▶ Dataset entries:
====================
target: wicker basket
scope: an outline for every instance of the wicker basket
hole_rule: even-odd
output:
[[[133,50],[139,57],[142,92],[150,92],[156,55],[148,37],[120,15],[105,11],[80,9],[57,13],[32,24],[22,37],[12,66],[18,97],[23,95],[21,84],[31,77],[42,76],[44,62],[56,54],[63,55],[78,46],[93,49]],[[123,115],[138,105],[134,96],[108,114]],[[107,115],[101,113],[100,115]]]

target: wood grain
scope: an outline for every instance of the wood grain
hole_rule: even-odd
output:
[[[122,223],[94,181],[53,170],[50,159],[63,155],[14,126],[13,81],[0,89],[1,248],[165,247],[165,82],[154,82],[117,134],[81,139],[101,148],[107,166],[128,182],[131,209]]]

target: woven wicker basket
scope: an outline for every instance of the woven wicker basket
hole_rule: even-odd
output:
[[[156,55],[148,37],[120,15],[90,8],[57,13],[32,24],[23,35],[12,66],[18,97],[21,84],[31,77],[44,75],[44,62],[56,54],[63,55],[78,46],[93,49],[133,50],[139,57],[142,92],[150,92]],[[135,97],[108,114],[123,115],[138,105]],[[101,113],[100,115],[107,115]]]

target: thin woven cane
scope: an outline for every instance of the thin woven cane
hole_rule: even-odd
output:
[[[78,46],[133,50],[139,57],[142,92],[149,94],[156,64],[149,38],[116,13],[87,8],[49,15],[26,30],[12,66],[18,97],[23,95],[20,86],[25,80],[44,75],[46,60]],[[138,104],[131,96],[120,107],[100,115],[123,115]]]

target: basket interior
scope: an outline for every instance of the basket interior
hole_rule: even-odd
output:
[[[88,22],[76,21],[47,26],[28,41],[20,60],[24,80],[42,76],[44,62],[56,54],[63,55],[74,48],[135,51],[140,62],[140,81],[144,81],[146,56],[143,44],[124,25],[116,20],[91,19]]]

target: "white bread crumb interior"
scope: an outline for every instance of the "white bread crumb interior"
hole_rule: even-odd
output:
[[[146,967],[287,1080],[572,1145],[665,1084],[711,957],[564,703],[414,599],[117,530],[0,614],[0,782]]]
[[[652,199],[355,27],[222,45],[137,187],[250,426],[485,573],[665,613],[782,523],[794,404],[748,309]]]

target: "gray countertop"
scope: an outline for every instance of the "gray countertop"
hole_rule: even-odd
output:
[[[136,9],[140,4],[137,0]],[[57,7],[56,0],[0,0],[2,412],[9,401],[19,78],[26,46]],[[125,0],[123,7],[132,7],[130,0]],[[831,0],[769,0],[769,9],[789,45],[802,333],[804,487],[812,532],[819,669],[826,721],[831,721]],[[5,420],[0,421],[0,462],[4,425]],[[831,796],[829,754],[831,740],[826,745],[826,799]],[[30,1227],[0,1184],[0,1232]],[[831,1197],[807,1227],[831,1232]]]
====================
▶ What is required: Please pick out each line in the listing above that contains the string "wicker" and copy those lines.

▶ Task solution:
target: wicker basket
scope: an outline for every instance of the wicker basket
target: woven wicker basket
scope: an outline for every instance of the woven wicker basket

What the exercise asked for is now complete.